=== Listed records ===
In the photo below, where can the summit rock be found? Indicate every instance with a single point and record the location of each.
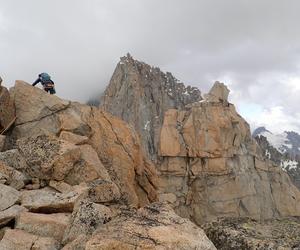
(140, 95)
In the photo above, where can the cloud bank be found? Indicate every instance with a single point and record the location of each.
(253, 46)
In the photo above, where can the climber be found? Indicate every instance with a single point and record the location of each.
(47, 83)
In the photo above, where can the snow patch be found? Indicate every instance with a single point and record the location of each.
(279, 141)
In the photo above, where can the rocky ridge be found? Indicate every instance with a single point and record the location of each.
(75, 177)
(282, 149)
(148, 93)
(208, 163)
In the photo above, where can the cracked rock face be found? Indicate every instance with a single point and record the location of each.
(209, 164)
(74, 143)
(74, 176)
(212, 167)
(153, 227)
(141, 94)
(248, 234)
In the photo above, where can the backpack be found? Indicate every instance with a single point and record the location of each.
(45, 77)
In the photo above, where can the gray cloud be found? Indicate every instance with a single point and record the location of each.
(252, 45)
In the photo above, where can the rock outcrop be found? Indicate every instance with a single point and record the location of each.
(70, 172)
(209, 164)
(141, 94)
(282, 149)
(213, 168)
(153, 227)
(100, 146)
(249, 234)
(7, 110)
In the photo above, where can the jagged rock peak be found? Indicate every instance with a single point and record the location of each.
(140, 94)
(218, 93)
(171, 84)
(260, 130)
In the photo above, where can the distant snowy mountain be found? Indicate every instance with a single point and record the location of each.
(286, 142)
(283, 149)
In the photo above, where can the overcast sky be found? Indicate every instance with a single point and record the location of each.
(251, 45)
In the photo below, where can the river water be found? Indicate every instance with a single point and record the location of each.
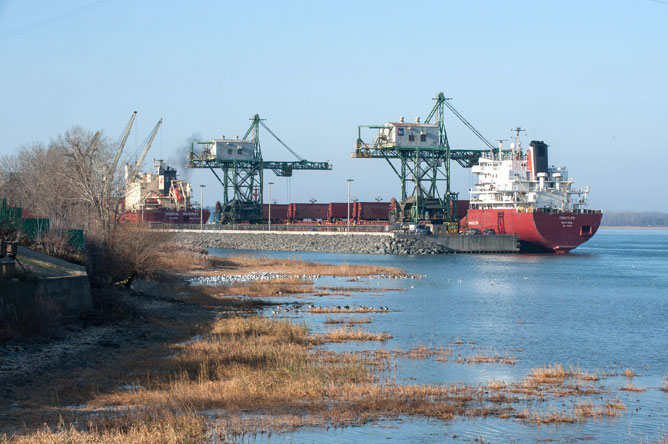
(604, 307)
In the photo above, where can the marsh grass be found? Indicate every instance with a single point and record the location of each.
(239, 262)
(487, 359)
(628, 373)
(556, 374)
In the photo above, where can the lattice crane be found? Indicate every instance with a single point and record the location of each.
(242, 166)
(424, 156)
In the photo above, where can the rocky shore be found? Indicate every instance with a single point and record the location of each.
(354, 243)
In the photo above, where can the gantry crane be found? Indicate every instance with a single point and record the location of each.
(424, 156)
(242, 167)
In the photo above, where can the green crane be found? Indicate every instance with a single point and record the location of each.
(423, 164)
(242, 166)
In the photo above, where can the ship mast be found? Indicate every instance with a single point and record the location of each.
(518, 144)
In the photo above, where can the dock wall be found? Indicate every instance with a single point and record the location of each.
(343, 242)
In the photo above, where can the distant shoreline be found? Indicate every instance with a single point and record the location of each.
(610, 227)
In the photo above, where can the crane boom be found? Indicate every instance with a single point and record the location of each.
(124, 139)
(469, 126)
(135, 171)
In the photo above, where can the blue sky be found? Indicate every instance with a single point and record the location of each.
(589, 78)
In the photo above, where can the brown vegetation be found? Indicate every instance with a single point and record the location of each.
(558, 373)
(240, 263)
(628, 373)
(487, 359)
(357, 334)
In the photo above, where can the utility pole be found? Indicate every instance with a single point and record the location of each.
(348, 219)
(270, 184)
(201, 206)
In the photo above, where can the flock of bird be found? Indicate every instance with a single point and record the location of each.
(296, 308)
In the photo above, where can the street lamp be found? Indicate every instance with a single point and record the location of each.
(270, 184)
(201, 206)
(348, 219)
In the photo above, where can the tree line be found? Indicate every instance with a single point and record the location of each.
(71, 180)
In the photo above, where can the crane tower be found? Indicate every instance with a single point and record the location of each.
(242, 166)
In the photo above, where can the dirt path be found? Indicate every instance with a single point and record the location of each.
(124, 340)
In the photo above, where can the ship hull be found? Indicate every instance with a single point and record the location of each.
(164, 216)
(538, 231)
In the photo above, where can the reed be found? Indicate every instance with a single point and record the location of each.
(356, 334)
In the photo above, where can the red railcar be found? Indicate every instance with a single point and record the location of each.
(339, 211)
(371, 211)
(311, 211)
(279, 212)
(461, 207)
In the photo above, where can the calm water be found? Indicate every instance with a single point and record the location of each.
(602, 307)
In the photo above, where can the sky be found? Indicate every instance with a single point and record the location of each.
(587, 77)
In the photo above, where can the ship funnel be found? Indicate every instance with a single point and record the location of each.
(541, 181)
(539, 156)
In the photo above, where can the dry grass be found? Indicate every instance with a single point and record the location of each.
(356, 334)
(664, 387)
(240, 263)
(155, 428)
(487, 359)
(556, 374)
(628, 373)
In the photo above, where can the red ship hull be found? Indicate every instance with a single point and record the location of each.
(558, 232)
(164, 216)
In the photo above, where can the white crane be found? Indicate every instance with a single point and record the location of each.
(121, 145)
(137, 167)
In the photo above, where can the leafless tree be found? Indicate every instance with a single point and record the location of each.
(72, 181)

=== Written problem ===
Copy all of the data above word for word, leaving out the pictures.

=== Finished answer ===
In the photo below, where can the summit rock be found? Indicate every instance with a single point and record the location of each.
(140, 95)
In the photo above, where can the cloud bank be found? Indicate every instance with a single point and record the location of each.
(253, 46)
In the photo above, where can the climber be found? Indicate every instance with a single point and record the location of each.
(47, 83)
In the photo above, where can the snow patch be found? Indicate every instance with a single point and record the location of each.
(279, 141)
In the photo above, where can the rocky ridge be found? Indicate every instance with a single point and record the location of each.
(75, 177)
(282, 149)
(148, 93)
(208, 163)
In the photo above, where can the cracked rock face be found? Indicate every instance with a single point and record the location of each.
(209, 164)
(74, 143)
(74, 176)
(212, 167)
(153, 227)
(141, 94)
(248, 234)
In the photo above, where can the backpack be found? Indicate every instance with a single point and record the location of each.
(45, 77)
In the photo above, where can the gray cloud be found? Indicate every instance with a single point and record the location of each.
(252, 45)
In the photo above, where can the rock outcrop be found? Indicate every instance with a single point and record the location of each.
(70, 172)
(209, 164)
(141, 94)
(282, 149)
(213, 168)
(153, 227)
(100, 146)
(249, 234)
(7, 110)
In the photo above, where can the jagged rock peak be found? Indicate every instance with a single point and record the location of each.
(140, 94)
(218, 93)
(171, 84)
(260, 130)
In the photo above, where can the distant snowy mountain be found? Indicate every instance with a single point and record the location of each.
(286, 142)
(283, 149)
In the photo above, where can the overcast sky be found? Indicate every instance with a single point and record the location of each.
(251, 45)
In the photo below, where can the river water be found? Indicate every instance with a single point and record the location of each.
(604, 307)
In the photo above, where can the marsh grass be found? Indicate every instance with a single point and record the location of each.
(239, 262)
(487, 359)
(628, 373)
(556, 374)
In the photo above, where can the lattice crane be found? Indicate every instance with a single point and record the location of each.
(242, 166)
(424, 156)
In the photo above, where can the rocky shore be found? Indicate every instance with a single point and record the location of each.
(354, 243)
In the photo above, where can the gantry crane be found? Indicate every instance with a single point and record the location of each.
(424, 156)
(242, 167)
In the photo above, where can the green crane be found? Indicate every instance with a single point and record the location of each.
(423, 164)
(242, 166)
In the photo above, where can the ship mast be found? Indicate every instance with a single point and record the location of each.
(518, 144)
In the photo above, where can the dock wall be found? Indicate every instance with a single point and record the location of each.
(343, 242)
In the photo above, where can the distant shoreline be found? Indicate every instance with a single point and record the location of each.
(610, 227)
In the photo above, where can the crane boom be found? Indicate every instance with a single point and record the location of each.
(124, 139)
(469, 126)
(135, 171)
In the photo above, where can the blue sky be found? Indicate every instance with a single point and record the location of each.
(589, 78)
In the photo above, where can the brown vegetation be found? Indicate every instance with a single point and record the location of each.
(558, 373)
(240, 263)
(628, 373)
(487, 359)
(357, 334)
In the photo above, where can the utility pole be found? Indicate every instance with a single point and record the location of each.
(348, 219)
(270, 184)
(201, 206)
In the photo above, where can the flock of bird be found? Indicate every instance with a single point and record the location of each.
(296, 308)
In the photo above, where can the street lamp be found? Indicate every instance with a single point and record the location of each.
(270, 184)
(201, 206)
(348, 219)
In the photo above, where can the tree line be found? Indicate every instance with a single point and record the location of each.
(71, 180)
In the photo above, where can the crane tower be found? Indicate every instance with a single point and record the location of each.
(242, 166)
In the photo above, where can the dirt path be found? Indicate every instance with a single point and record the location of each.
(124, 340)
In the photo above, where can the ship hull be found? Indicate every instance with a single point and record the location of each.
(164, 216)
(538, 231)
In the photo above, where can the reed be found? Indicate every instance with a single point and record the location of each.
(356, 334)
In the photo above, where can the red railcar be found? Indicate every instance with a single point and record the location of each.
(339, 211)
(371, 211)
(311, 211)
(279, 212)
(461, 207)
In the photo above, where can the calm water be found? Indicate every instance with a single point and record the location of each.
(602, 307)
In the photo above, where can the sky be found? Indicate every instance with a single point and record the location of each.
(587, 77)
In the photo above, where can the ship funnel be found? Indicate every instance with a single point and record the location of each.
(541, 181)
(539, 156)
In the photo above, where can the dry grass be found? Indicate every instance with a single point and record the location of each.
(356, 334)
(664, 387)
(240, 263)
(155, 428)
(487, 359)
(556, 374)
(628, 373)
In the photo above, where can the red ship hull be found? Indicate every instance with a single point and record the location of each.
(558, 232)
(164, 216)
In the photo above, where can the white crane be found? Indicate every instance with a single point and record the location of each.
(121, 145)
(137, 167)
In the photo above, where can the leafless tree be found? Indicate every instance with a single point and record the location of each.
(72, 181)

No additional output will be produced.